ロシア:制裁により、ケメロヴォ州で炭鉱の閉鎖と鉱山労働者への給与未払いが進む

掲載日:2025年3月7日

3月3日付け現地紙によると、西側諸国のロシア石炭業界に対する制裁とアジアでの販売減少により、ロシア連邦の主要な産炭地であり、ロシア全体の一般炭生産の約60%、原料炭生産の約80%を占めるケメロヴォ州が深刻な危機に追い込まれている。

ケメロヴォ州Ilya Seredyuk知事は、州議会で、財政難のため、州内の8つの石炭会社が操業を停止し、数百人の鉱山労働者に数ヶ月間給与が支払われていないと語った。「我々は最も困難な状況で働いている。西側諸国の制裁により、輸出入の構造が変化している。世界市場での価格下落、制裁による石炭輸出問題、人材不足、生産コストの上昇、これらすべてが石炭産業にとって深刻な課題となっており、多くの炭鉱が損失を計上している。」

● **抽出した行**:
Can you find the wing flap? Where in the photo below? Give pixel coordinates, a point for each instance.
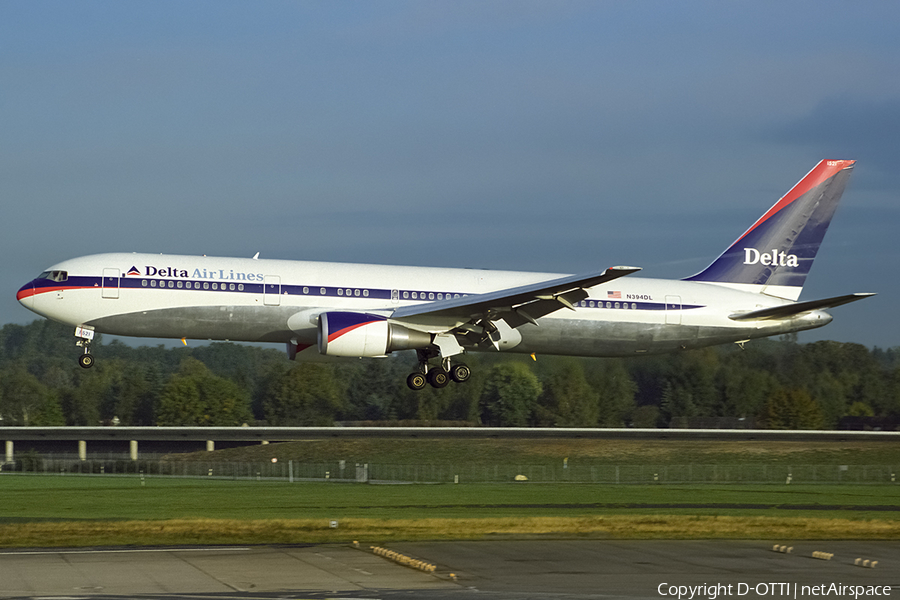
(786, 311)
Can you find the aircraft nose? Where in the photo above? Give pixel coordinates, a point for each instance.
(25, 295)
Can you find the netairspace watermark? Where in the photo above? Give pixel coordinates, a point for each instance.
(777, 589)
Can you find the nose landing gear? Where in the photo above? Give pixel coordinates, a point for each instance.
(85, 336)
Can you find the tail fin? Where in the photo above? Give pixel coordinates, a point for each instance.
(774, 256)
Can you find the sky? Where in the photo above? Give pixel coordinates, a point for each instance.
(556, 136)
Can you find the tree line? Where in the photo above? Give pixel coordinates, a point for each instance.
(769, 384)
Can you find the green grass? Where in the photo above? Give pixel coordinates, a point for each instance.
(70, 510)
(30, 497)
(58, 510)
(553, 451)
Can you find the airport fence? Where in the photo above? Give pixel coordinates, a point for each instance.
(345, 471)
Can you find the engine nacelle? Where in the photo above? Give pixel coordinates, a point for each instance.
(364, 334)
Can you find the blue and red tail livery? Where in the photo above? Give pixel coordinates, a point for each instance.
(776, 253)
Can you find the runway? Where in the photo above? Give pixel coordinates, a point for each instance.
(495, 570)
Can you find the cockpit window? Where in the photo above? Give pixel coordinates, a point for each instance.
(54, 275)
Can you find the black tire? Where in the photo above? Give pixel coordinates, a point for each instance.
(438, 378)
(416, 381)
(460, 373)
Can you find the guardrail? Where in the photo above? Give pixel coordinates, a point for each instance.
(598, 473)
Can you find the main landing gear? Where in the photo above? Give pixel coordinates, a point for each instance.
(85, 336)
(438, 376)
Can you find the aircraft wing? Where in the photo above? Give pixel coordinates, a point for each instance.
(516, 306)
(787, 311)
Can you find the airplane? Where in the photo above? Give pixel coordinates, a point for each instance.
(322, 310)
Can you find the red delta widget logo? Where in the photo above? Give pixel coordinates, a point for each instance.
(775, 258)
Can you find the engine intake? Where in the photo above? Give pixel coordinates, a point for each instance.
(363, 334)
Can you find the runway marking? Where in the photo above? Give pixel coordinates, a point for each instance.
(130, 551)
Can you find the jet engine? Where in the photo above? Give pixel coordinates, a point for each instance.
(364, 334)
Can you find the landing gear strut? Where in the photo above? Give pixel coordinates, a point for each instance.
(438, 376)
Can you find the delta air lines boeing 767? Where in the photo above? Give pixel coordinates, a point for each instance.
(355, 310)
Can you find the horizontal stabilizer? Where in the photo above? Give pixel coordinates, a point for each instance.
(787, 311)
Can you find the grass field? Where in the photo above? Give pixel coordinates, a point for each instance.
(553, 451)
(79, 511)
(67, 510)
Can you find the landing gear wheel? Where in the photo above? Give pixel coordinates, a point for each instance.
(438, 378)
(460, 373)
(416, 381)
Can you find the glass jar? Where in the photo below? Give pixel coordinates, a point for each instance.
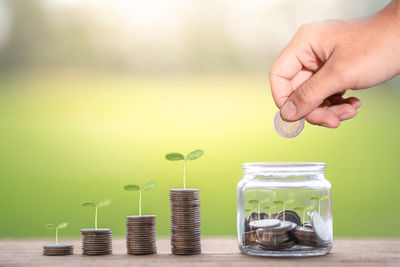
(284, 210)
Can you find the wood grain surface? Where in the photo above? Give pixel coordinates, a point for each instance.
(216, 252)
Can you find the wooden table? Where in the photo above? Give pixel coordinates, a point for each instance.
(216, 252)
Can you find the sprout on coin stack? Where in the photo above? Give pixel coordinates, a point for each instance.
(259, 204)
(284, 204)
(303, 212)
(318, 200)
(97, 241)
(141, 229)
(185, 211)
(57, 249)
(269, 209)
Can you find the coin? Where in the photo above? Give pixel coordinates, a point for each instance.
(141, 234)
(60, 249)
(305, 236)
(267, 223)
(287, 129)
(96, 241)
(185, 221)
(321, 228)
(290, 216)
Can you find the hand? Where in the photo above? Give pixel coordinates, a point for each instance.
(323, 60)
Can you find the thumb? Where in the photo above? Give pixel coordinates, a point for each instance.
(310, 94)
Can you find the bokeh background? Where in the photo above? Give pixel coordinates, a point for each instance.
(94, 93)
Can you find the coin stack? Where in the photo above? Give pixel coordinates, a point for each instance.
(273, 234)
(141, 235)
(249, 238)
(96, 241)
(316, 235)
(185, 221)
(305, 236)
(58, 249)
(290, 216)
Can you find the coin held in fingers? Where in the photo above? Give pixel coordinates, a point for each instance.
(288, 129)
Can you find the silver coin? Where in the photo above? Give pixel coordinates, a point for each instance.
(320, 227)
(287, 129)
(267, 223)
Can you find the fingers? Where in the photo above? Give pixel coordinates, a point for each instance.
(331, 116)
(311, 93)
(296, 63)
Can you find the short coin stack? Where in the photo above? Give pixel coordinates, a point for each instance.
(58, 249)
(305, 236)
(96, 241)
(273, 234)
(249, 238)
(185, 221)
(141, 235)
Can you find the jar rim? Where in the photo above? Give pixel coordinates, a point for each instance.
(285, 166)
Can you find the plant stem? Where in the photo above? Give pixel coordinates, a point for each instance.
(56, 236)
(319, 206)
(140, 202)
(184, 174)
(95, 219)
(283, 206)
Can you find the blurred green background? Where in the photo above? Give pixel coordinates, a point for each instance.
(94, 93)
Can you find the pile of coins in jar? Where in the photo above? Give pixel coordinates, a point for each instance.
(285, 231)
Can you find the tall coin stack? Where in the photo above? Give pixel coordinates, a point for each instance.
(96, 241)
(185, 221)
(141, 235)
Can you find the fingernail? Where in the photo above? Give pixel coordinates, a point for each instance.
(345, 117)
(288, 111)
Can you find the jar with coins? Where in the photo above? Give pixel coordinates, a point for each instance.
(284, 210)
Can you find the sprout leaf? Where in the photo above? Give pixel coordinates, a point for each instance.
(324, 197)
(174, 156)
(149, 185)
(298, 208)
(103, 203)
(62, 225)
(50, 226)
(194, 154)
(131, 187)
(88, 204)
(309, 207)
(290, 201)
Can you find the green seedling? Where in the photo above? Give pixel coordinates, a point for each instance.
(319, 199)
(178, 156)
(307, 209)
(145, 187)
(255, 201)
(300, 210)
(259, 203)
(103, 203)
(284, 203)
(56, 227)
(269, 208)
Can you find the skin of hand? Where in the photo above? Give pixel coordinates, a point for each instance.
(323, 60)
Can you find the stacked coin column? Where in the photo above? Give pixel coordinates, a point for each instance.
(96, 241)
(185, 221)
(141, 235)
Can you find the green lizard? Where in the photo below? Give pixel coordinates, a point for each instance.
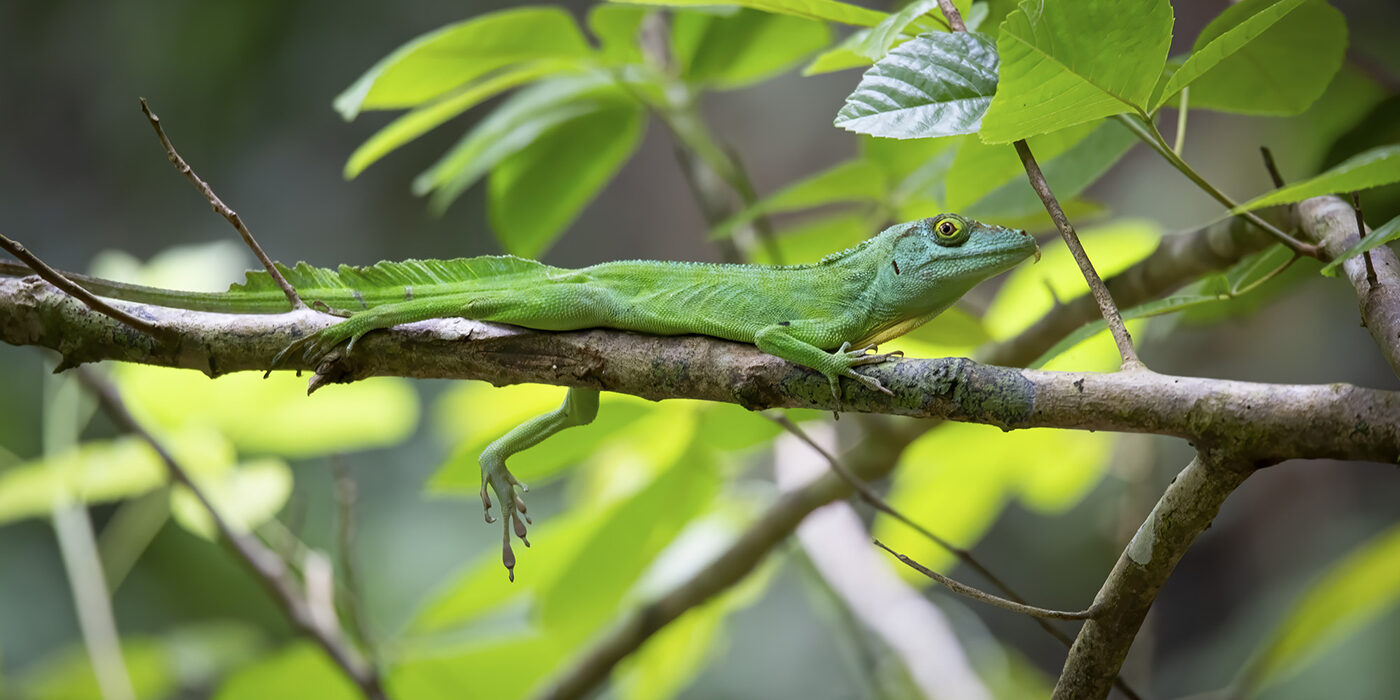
(808, 314)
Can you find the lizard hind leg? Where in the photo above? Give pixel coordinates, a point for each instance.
(578, 409)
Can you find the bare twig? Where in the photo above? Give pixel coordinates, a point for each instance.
(987, 598)
(1361, 233)
(872, 499)
(217, 205)
(263, 563)
(1071, 240)
(347, 494)
(72, 289)
(1179, 517)
(1271, 167)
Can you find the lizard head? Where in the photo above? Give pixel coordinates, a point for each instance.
(951, 249)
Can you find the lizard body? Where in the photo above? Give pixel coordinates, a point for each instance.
(807, 314)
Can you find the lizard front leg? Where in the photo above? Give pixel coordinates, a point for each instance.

● **課題**:
ケメロヴォ州の炭鉱危機を伝える記事の続きを、最後の文の後から書いてください。

● **解答例**:
同知事によると、鉱山労働者への累積未払賃金は2億2,000万ルーブル(約3億7,000万円)にのぼると言う。Zadubrovsky Novy炭鉱、Evtinsky Novy露天掘り炭鉱、Olzherasskaya-Novaya炭鉱、Inskaya炭鉱は操業を停止した。

石炭生産者はアジアで困難に直面している。昨年、インドはロシア炭の購入を前年比37%削減し、最大の輸入国である中国も13%削減した。ケメロヴォ州の石炭総輸出量は前年比10.4%減少し、総生産量は7.3%減少し1億9,840万トンとなった。その結果、ケメロヴォ州は580億ルーブル(約970億円)の税金を徴収できなかった。ケメロヴォ州の歳入減少率はロシアでトップ5に入る。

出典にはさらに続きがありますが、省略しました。